In the week leading up to conference, I will look carefully at drafts provided by other judges and staff attorneys and provide suggestions, typically in the form of redline edits in Word. For all drafts that carry my signature as primary author, including particularly for drafts by staff attorneys, I spend substantial time making sure they use the approach, style, and voice that I have developed over time (and that continues to evolve). As a result, even if I agree with every speck of analysis in a staff attorney’s draft where I am the primary author, I will spend considerable time “Thumma-izing” the draft.1 For all drafts, we work hard to develop and share comments and redlines electronically with the other judges on the panel at least a day or two in advance of conference. And for concept or analytical questions or concerns that do not lend themselves to a redline, I will go speak with the judge or staff attorney about my questions or concerns. My effort is to make sure that the primary author can know of any concerns I may have, whether additional research or editing is needed, and prepare for a more substantive discussion at conference.

Our November 29 conference starts at 8:45 a.m., and as is typical in Division One, we conference cases both before and after oral argument. Participants in our conferences include the three judges, their law clerks, and each staff attorney who has prepared a draft. This custom, to include law clerks and staff attorneys, has been in place in Division One for as long as folks can remember. It is different than in many other courts, where only the judges or justices participate in conference and, for some courts, where formal conference is only held after oral argument. For Division One, the approach has worked well and is a learning opportunity for law clerks. This approach does mean, however, that for most conferences, there may be 10 or more people who attend all or part of a conference. The number of people attending provides additional pressure to be efficient and make sure to share questions or concerns in advance so meaningful, substantive responses can be researched before conference and shared at conference.

As is typical, our November 29 conference begins with presentations by, and questions of, the staff attorneys who prepared drafts. After those cases are discussed, we excuse the staff attorneys so they could turn to other work. We then turn to the presentations for the other drafts, by the law clerks assigned to initially prepare the drafts, and questions. Because we shared comments and questions on the drafts electronically in advance of conference, we are able to have a meaningful discussion at conference on all six cases before the first oral argument at 9:30 a.m.

Just before oral argument begins, the judges move from the conference room to a small elevator on the third floor, where our chambers are located, to the robing room on the second floor, where our courtrooms are located. We then wait for the bailiff’s call that the parties are ready for our first oral argument. We participate in oral argument in three cases, with each side having 20 minutes and with oral argument starting at 9:30 a.m., 10:15 a.m., and 11:00 a.m. Division One is, I believe, perceived as having comparatively hot or active panels and, I hope, where the advocates have a meaningful conversation with the court. Along with oral argument being open to the public, they are both audio and video recorded, with the recordings available by name and case number on our website for four weeks and, after that, on YouTube.2 Law clerks serve as bailiffs, and we leave the bench between oral arguments to go to the robing room while the courtroom is set up for the next oral argument. That also gives us a chance to discuss initial reactions to oral argument immediately after it is completed. After our last oral argument, we again conference the cases to discuss what we learned at oral argument.

> **YOUR TASKS**
a. According to the passage about court conferences, how many minutes does each side get for oral argument?
b. Output the rows from the line containing "Trace the outline of every instance of the calm" through the line containing "162], [1, 180]]", both ends included, as a Markdown table with the columns Number and Line, skipping any blank lines.
The passage about court conferences and the rows below have nothing to do with each other.

> **DATASET ENTRIES**
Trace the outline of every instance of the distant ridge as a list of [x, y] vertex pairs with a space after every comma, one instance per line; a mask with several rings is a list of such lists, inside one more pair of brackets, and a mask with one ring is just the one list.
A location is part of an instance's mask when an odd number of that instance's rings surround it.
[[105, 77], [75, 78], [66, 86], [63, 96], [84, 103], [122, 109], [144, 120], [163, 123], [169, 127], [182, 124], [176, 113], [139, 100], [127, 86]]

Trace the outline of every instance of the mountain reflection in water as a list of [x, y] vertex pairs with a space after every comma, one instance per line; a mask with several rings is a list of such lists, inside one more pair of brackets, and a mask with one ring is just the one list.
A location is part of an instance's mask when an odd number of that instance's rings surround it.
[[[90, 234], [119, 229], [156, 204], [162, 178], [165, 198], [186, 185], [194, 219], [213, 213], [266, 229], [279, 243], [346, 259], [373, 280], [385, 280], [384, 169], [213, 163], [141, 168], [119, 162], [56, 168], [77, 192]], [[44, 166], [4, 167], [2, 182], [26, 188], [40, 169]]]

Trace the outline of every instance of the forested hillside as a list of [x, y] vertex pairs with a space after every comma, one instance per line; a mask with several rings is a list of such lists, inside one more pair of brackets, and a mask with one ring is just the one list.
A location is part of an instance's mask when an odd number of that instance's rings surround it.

==

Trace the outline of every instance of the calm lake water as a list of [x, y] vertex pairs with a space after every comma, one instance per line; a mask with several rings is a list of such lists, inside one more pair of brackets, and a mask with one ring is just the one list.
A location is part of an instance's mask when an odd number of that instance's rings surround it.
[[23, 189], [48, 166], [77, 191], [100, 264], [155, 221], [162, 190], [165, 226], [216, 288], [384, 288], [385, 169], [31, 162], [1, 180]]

> **TASK-BY-TASK ANSWERS**
a. Each side gets 20 minutes.

b.
| Number | Line |
|---|---|
| 1 | Trace the outline of every instance of the calm lake water as a list of [x, y] vertex pairs with a space after every comma, one instance per line; a mask with several rings is a list of such lists, inside one more pair of brackets, and a mask with one ring is just the one list. |
| 2 | A location is part of an instance's mask when an odd number of that instance's rings surround it. |
| 3 | [[23, 189], [48, 166], [77, 191], [100, 264], [155, 221], [162, 190], [165, 226], [216, 288], [384, 288], [385, 169], [31, 162], [1, 180]] |